### Arbeitsaufträge
a) Gib den Katalogeintrag zum Epitaph des Daniel Würtzburger wörtlich wieder, beginnend bei „DI 63: Odenwaldkreis“ und weiter bis einschließlich „Schriftart(en): Kapitalis.“.
b) Fasse den Katalogeintrag zum Epitaph des Daniel Würtzburger in zwei Sätzen zusammen.

### Auszug zum Lesen
Inschriftenkatalog: Odenwaldkreis

Katalogartikel in chronologischer Reihenfolge.

DI 63: Odenwaldkreis (2005)

Nr. 215 Michelstadt, Friedhofskapelle 1591

Beschreibung

Epitaph des Daniel Würtzburger. Das Denkmal aus rotem Sandstein ist heute außen an der Ostwand angebracht. Die Tafel mit der 18zeiligen Grabinschrift befindet sich in einem Rollwerkrahmen. Als Interpunktionszeichen dienen Schrägstriche und auf die Grundlinie gesetzte Punkte.

Maße: H. 108, B. 69,5, Bu. 3,5–4 cm.

Schriftart(en): Kapitalis.

### Datenauszüge
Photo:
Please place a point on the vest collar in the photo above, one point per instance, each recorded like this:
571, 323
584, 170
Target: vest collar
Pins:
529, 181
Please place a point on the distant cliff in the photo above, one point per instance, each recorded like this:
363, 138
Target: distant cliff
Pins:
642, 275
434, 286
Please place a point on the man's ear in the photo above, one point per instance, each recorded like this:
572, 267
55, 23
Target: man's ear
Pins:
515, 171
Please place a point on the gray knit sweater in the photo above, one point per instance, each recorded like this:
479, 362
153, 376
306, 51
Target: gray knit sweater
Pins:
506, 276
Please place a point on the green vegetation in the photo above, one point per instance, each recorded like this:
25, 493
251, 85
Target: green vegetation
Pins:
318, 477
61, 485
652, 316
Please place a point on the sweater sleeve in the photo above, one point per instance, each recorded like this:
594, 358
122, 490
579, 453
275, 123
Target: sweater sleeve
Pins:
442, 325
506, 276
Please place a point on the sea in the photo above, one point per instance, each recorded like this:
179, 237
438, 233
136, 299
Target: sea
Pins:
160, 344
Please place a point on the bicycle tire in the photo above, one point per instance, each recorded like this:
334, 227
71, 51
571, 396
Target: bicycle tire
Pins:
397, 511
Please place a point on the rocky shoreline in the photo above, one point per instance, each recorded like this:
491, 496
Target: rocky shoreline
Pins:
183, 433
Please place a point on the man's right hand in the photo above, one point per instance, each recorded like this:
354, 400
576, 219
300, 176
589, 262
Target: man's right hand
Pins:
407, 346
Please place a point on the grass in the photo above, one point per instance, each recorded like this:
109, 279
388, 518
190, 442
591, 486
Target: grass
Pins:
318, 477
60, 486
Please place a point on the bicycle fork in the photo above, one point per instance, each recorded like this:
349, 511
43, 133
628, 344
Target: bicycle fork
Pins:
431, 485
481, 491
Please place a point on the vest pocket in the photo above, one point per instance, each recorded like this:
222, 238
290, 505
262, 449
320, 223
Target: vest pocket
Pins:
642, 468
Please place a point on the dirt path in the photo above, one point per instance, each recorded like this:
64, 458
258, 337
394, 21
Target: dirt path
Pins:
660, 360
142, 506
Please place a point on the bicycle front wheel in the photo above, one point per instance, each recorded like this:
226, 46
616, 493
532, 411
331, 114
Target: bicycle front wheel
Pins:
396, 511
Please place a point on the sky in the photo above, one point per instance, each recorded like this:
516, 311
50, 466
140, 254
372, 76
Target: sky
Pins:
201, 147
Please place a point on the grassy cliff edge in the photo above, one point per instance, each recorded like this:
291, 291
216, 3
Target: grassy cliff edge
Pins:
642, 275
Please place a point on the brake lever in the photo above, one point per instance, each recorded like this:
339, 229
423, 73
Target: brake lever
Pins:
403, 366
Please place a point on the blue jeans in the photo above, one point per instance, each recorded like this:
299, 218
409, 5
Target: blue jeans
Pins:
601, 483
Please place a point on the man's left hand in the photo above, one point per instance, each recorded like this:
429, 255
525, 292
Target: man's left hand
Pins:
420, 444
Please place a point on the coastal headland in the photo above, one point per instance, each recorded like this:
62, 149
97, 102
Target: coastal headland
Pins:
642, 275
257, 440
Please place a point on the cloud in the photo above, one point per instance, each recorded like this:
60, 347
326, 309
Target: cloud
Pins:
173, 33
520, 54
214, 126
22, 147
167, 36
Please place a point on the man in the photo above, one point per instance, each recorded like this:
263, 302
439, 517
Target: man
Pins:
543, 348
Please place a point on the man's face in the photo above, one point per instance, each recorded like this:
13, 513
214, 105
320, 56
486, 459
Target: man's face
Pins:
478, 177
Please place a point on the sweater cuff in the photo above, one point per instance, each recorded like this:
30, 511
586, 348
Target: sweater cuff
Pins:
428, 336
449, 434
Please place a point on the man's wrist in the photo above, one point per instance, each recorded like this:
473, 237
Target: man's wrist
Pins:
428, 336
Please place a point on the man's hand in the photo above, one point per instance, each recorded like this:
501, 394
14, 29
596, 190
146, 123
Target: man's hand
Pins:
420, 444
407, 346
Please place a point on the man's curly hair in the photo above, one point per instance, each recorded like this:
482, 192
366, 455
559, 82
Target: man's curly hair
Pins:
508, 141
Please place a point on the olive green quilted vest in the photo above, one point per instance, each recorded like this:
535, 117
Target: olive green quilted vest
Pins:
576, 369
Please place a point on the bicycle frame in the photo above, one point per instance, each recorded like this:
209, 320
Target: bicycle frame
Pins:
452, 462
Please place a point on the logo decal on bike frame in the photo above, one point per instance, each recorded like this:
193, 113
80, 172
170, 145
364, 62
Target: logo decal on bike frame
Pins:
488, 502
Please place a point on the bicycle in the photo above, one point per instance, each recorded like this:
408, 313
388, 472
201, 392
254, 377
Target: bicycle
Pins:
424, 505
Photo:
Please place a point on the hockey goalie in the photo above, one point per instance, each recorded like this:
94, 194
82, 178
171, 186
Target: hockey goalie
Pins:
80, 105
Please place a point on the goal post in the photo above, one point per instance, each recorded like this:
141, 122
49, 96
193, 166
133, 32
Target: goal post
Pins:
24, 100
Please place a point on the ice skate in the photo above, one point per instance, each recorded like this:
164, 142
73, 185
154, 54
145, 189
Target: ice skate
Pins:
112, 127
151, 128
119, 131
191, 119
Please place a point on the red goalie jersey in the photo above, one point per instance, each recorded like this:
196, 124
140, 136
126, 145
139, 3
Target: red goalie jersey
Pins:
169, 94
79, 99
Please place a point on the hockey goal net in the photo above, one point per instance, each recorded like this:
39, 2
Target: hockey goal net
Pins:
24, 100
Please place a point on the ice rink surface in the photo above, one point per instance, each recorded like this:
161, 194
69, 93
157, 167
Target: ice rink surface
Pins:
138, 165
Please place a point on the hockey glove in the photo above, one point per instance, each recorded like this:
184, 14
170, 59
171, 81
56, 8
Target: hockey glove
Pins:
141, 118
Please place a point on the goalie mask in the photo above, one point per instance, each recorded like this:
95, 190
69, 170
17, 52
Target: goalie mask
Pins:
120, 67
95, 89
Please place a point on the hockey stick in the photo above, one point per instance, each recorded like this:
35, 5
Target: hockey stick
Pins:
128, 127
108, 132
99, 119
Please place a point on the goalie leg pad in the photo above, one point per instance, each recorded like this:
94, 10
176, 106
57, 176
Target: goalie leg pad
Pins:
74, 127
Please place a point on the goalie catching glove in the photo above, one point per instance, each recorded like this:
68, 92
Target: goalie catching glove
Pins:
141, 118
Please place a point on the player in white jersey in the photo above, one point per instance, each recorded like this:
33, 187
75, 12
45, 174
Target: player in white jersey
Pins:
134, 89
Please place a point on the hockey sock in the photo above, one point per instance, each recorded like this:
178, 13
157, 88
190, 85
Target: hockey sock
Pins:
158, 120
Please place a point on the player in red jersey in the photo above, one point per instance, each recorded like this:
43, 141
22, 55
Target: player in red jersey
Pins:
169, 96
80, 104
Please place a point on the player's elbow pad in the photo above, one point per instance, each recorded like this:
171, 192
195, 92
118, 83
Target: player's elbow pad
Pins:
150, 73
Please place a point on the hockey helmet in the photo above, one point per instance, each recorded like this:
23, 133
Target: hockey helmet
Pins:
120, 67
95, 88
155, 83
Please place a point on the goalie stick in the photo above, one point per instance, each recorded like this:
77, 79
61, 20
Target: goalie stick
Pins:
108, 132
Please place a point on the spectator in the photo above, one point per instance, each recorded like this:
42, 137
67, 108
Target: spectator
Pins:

### Antworten
a)
DI 63: Odenwaldkreis (2005)

Nr. 215 Michelstadt, Friedhofskapelle 1591

Beschreibung

Epitaph des Daniel Würtzburger. Das Denkmal aus rotem Sandstein ist heute außen an der Ostwand angebracht. Die Tafel mit der 18zeiligen Grabinschrift befindet sich in einem Rollwerkrahmen. Als Interpunktionszeichen dienen Schrägstriche und auf die Grundlinie gesetzte Punkte.

Maße: H. 108, B. 69,5, Bu. 3,5–4 cm.

Schriftart(en): Kapitalis.

b) Das Epitaph des Daniel Würtzburger aus rotem Sandstein an der Friedhofskapelle in Michelstadt stammt von 1591 und ist heute außen an der Ostwand angebracht. Seine 18-zeilige Grabinschrift in Kapitalis steht auf einer Tafel in einem Rollwerkrahmen, wobei Schrägstriche und auf die Grundlinie gesetzte Punkte als Interpunktionszeichen dienen.